Storms in the Petri Dish and One Brazillion Percent Growth

VW shares are now down some 43% and the cloud over diesel has spread across the autoscape to encompass everything diesel.

The scandal started with the International Council on Clean Transportation attempt to show how clean diesels can be. They contracted with West Virginia University’s Center for Alternative Fuels, Engines, and Emissions (CAFEE) to actually perform some real-world testing. But the results they kept getting didn’t match the excellent numbers generated in the lab by the California Air Resources Board (CARB). After repeating the tests several times, the CAFEE guys determined that there had to be some kind of gaming going on with the software.

Note the total absence of the U.S. Environmental Protection Agency in all of this. Some days it is unclear just what this organization DOES now that they’ve started generating their own mining ecological disasters, but they aren’t actually doing any tests of cars. Indeed, they were busy filing comments with the U.S. Copyright office AGAINST the exemption to the Digital Millenia Copyright Act for automotive maintenance and repair. Their fear was that individuals would improve the fuel economy and power of their vehicles at the expense of emission standards by tinkering with the firmware. Point taken. But instead of individuals, it appears Volkswagen, the largest automobile manufacturer in the world, was the culprit.

The U.S. copyright office did a remarkable thing for a government agency. They did the right thing. And they did it in a very cunning way. On October 28th they announced they had GRANTED the exemption. We may reverse engineer vehicle software at abandon without fear of legal intimidation from the automobile manufacturers under the aegis of the DMCA.

Noting that it was not the copyright office’s job to enforce DOT or EPA regulations, they did offer to delay the start date of the waiver for one year to give other government agencies time to figure out how to enforce THEIR laws, which of course we should in theory still be in compliance.

- ASSIGNMENT -
Reproduce the passage of the diesel-scandal article starting at "The U.S. copyright office did" and ending at "of the DMCA.".

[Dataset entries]

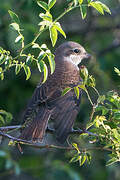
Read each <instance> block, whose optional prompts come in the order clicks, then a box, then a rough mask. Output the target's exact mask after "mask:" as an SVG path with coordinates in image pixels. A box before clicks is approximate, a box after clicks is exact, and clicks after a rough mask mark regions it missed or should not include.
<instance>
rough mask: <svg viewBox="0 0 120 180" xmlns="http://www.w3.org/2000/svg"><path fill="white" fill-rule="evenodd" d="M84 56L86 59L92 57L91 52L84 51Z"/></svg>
mask: <svg viewBox="0 0 120 180" xmlns="http://www.w3.org/2000/svg"><path fill="white" fill-rule="evenodd" d="M83 58H84V59H90V58H91V54H88V53H84V55H83Z"/></svg>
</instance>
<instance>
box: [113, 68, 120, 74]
mask: <svg viewBox="0 0 120 180" xmlns="http://www.w3.org/2000/svg"><path fill="white" fill-rule="evenodd" d="M114 71H115V72H116V73H117V74H118V76H120V70H119V69H118V68H116V67H114Z"/></svg>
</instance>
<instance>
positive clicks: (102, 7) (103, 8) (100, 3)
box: [97, 1, 111, 14]
mask: <svg viewBox="0 0 120 180" xmlns="http://www.w3.org/2000/svg"><path fill="white" fill-rule="evenodd" d="M97 2H99V4H101V6H102V8H103V10H104V11H106V12H107V13H109V14H111V11H110V9H109V7H107V6H106V5H105V4H103V3H102V2H100V1H97Z"/></svg>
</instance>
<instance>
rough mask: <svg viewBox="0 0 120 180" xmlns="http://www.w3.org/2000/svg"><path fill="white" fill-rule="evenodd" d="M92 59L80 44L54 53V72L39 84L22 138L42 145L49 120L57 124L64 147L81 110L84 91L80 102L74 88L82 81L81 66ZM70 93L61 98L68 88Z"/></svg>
mask: <svg viewBox="0 0 120 180" xmlns="http://www.w3.org/2000/svg"><path fill="white" fill-rule="evenodd" d="M88 58H90V54H88V53H87V52H86V50H85V49H84V47H83V46H82V45H80V44H79V43H77V42H73V41H67V42H64V43H62V44H61V45H60V46H59V47H58V48H57V49H56V51H55V71H54V73H53V74H52V75H51V74H49V75H48V78H47V80H46V82H45V83H41V82H40V83H39V84H38V85H37V87H36V89H35V91H34V93H33V96H32V98H31V100H30V102H29V103H28V106H27V109H26V111H25V114H24V118H23V121H24V124H23V128H22V131H21V135H20V138H21V139H24V140H29V141H32V142H42V141H43V139H44V136H45V132H46V129H47V127H48V121H49V120H52V121H53V124H54V130H55V136H56V139H57V141H58V142H59V143H61V144H63V143H64V142H65V141H66V140H67V138H68V136H69V134H70V132H71V130H72V129H73V125H74V122H75V119H76V116H77V114H78V113H79V110H80V100H81V95H82V89H79V94H80V96H79V99H77V97H76V95H75V92H74V90H73V89H74V88H73V87H75V86H77V85H78V84H79V83H80V81H81V77H80V72H79V64H80V63H81V61H82V60H83V59H88ZM69 87H71V90H70V91H69V92H67V93H66V94H65V95H64V96H62V92H63V90H64V89H65V88H69Z"/></svg>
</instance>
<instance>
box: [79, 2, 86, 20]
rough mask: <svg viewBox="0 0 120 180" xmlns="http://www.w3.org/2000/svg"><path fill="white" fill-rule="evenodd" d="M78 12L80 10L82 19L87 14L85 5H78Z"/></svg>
mask: <svg viewBox="0 0 120 180" xmlns="http://www.w3.org/2000/svg"><path fill="white" fill-rule="evenodd" d="M80 12H81V16H82V19H85V18H86V16H87V7H86V6H83V5H80Z"/></svg>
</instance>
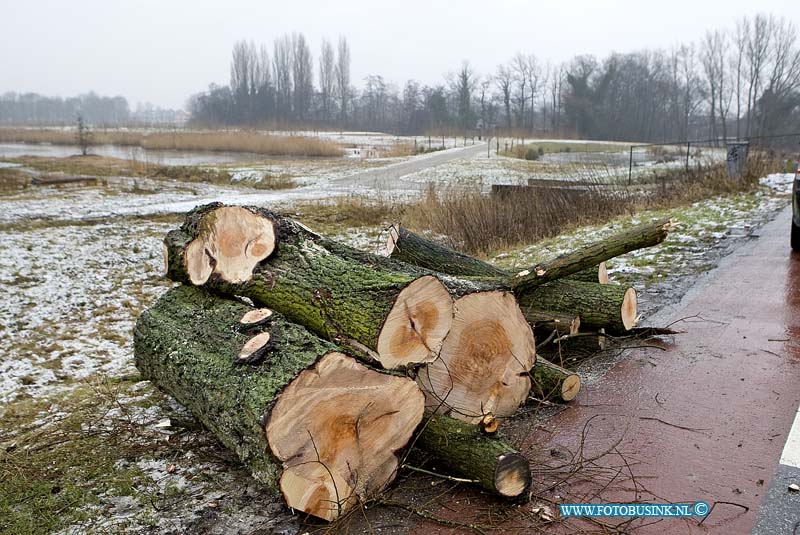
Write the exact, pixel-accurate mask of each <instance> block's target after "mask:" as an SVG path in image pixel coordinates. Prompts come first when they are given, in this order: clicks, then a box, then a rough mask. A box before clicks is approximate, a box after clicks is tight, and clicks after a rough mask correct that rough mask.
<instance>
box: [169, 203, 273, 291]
mask: <svg viewBox="0 0 800 535" xmlns="http://www.w3.org/2000/svg"><path fill="white" fill-rule="evenodd" d="M200 229H201V230H200V232H199V234H198V235H197V237H195V239H194V240H193V241H192V242H191V243H190V244H189V246H188V247H187V248H186V253H185V257H184V262H185V266H186V271H187V272H188V274H189V279H190V280H191V282H192V284H195V285H198V286H199V285H202V284H205V282H206V281H207V280H208V278H209V277H210V276H211V274H212V273H216V274H218V275H219V276H220V278H222V280H224V281H227V282H232V283H241V282H246V281H248V280H250V278H251V277H252V275H253V269H254V268H255V266H256V265H257V264H258V263H259V262H261V261H262V260H264V259H265V258H267V257H268V256H269V255H270V254H272V252H273V251H274V250H275V224H274V222H273V221H271V220H270V219H267V218H266V217H264V216H262V215H259V214H256V213H253V212H251V211H250V210H248V209H247V208H242V207H241V206H223V207H221V208H217V209H215V210H213V211H211V212H208V213H207V214H205V215H203V219H202V221H201V223H200Z"/></svg>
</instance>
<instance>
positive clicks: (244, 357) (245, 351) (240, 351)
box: [236, 333, 270, 364]
mask: <svg viewBox="0 0 800 535" xmlns="http://www.w3.org/2000/svg"><path fill="white" fill-rule="evenodd" d="M269 339H270V334H269V333H258V334H257V335H255V336H254V337H252V338H251V339H250V340H248V341H247V342H246V343H245V344H244V346H243V347H242V350H241V351H239V357H238V358H237V360H236V362H237V363H239V364H244V363H248V364H251V363H255V362H259V361H260V360H262V359H263V358H264V356H265V355H266V353H267V352H268V351H269Z"/></svg>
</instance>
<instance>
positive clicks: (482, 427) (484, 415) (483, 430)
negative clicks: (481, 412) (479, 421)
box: [478, 413, 500, 436]
mask: <svg viewBox="0 0 800 535" xmlns="http://www.w3.org/2000/svg"><path fill="white" fill-rule="evenodd" d="M478 429H480V430H481V433H483V434H484V435H489V436H491V435H494V434H496V433H497V430H498V429H500V420H498V419H497V418H495V417H494V414H492V413H489V414H484V415H483V417H482V418H481V421H480V422H478Z"/></svg>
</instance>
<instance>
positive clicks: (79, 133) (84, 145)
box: [75, 113, 92, 156]
mask: <svg viewBox="0 0 800 535" xmlns="http://www.w3.org/2000/svg"><path fill="white" fill-rule="evenodd" d="M75 141H76V142H77V143H78V146H79V147H80V148H81V154H82V155H83V156H86V155H87V154H89V147H90V146H91V145H92V131H91V129H90V128H89V125H87V124H86V121H84V120H83V114H80V113H79V114H78V127H77V130H76V131H75Z"/></svg>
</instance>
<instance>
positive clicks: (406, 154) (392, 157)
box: [381, 143, 419, 158]
mask: <svg viewBox="0 0 800 535" xmlns="http://www.w3.org/2000/svg"><path fill="white" fill-rule="evenodd" d="M418 153H419V151H417V152H415V151H414V145H412V144H411V143H393V144H392V145H390V146H388V147H386V148H385V149H384V150H382V151H381V157H383V158H403V157H406V156H414V155H415V154H418Z"/></svg>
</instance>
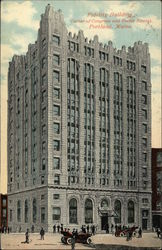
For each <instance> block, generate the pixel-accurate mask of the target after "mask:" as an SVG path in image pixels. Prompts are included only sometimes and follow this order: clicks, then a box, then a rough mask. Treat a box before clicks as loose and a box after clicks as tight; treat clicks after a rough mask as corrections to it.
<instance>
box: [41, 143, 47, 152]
mask: <svg viewBox="0 0 162 250" xmlns="http://www.w3.org/2000/svg"><path fill="white" fill-rule="evenodd" d="M45 150H46V142H45V141H44V142H42V154H44V153H45Z"/></svg>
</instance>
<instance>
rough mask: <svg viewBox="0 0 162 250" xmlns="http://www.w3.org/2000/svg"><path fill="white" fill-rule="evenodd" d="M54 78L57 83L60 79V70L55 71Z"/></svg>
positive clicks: (53, 72)
mask: <svg viewBox="0 0 162 250" xmlns="http://www.w3.org/2000/svg"><path fill="white" fill-rule="evenodd" d="M53 80H54V82H55V83H58V82H59V81H60V72H59V71H56V70H54V71H53Z"/></svg>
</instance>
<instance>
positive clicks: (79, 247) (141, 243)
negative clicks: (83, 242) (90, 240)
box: [1, 233, 162, 250]
mask: <svg viewBox="0 0 162 250" xmlns="http://www.w3.org/2000/svg"><path fill="white" fill-rule="evenodd" d="M29 239H30V240H29V241H30V243H29V244H25V243H22V242H24V241H25V234H24V233H19V234H18V233H17V234H1V244H2V246H1V249H2V250H5V249H12V250H14V249H21V250H22V249H44V250H45V249H57V250H59V249H71V246H70V245H64V244H62V243H61V234H58V233H56V234H52V233H46V234H45V239H44V240H41V239H40V235H39V234H38V233H34V234H30V238H29ZM92 242H93V244H92V245H91V246H88V245H85V244H79V243H76V245H75V249H76V250H82V249H83V250H84V249H87V250H88V249H98V250H100V249H122V246H123V247H124V246H127V248H126V247H124V249H125V250H126V249H131V248H130V247H135V246H136V247H137V249H140V247H143V248H142V249H144V247H147V249H148V247H149V248H150V249H152V250H155V249H160V247H161V246H162V245H161V244H162V240H161V239H158V238H157V236H156V234H155V233H143V237H142V238H136V237H133V238H132V240H130V241H126V238H125V237H115V236H114V235H111V234H96V235H95V236H92ZM112 245H113V247H112ZM114 245H116V247H114Z"/></svg>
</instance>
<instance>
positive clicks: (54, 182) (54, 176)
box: [54, 174, 60, 185]
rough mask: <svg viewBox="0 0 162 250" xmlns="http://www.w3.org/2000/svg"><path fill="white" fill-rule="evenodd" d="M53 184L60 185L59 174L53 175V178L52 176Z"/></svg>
mask: <svg viewBox="0 0 162 250" xmlns="http://www.w3.org/2000/svg"><path fill="white" fill-rule="evenodd" d="M54 184H55V185H60V175H59V174H55V176H54Z"/></svg>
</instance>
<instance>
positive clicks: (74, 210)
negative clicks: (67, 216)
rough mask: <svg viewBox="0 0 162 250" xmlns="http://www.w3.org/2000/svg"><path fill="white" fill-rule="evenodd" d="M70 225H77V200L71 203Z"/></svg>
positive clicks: (69, 203)
mask: <svg viewBox="0 0 162 250" xmlns="http://www.w3.org/2000/svg"><path fill="white" fill-rule="evenodd" d="M69 223H73V224H76V223H77V200H76V199H74V198H73V199H71V200H70V202H69Z"/></svg>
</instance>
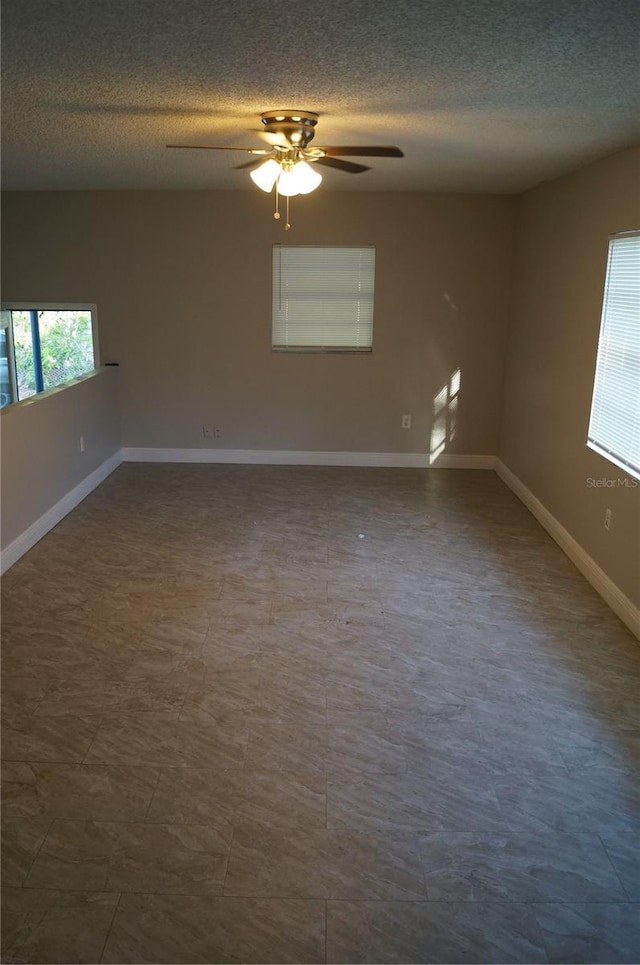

- RESULT BELOW -
The U.S. copyright office did a remarkable thing for a government agency. They did the right thing. And they did it in a very cunning way. On October 28th they announced they had GRANTED the exemption. We may reverse engineer vehicle software at abandon without fear of legal intimidation from the automobile manufacturers under the aegis of the DMCA.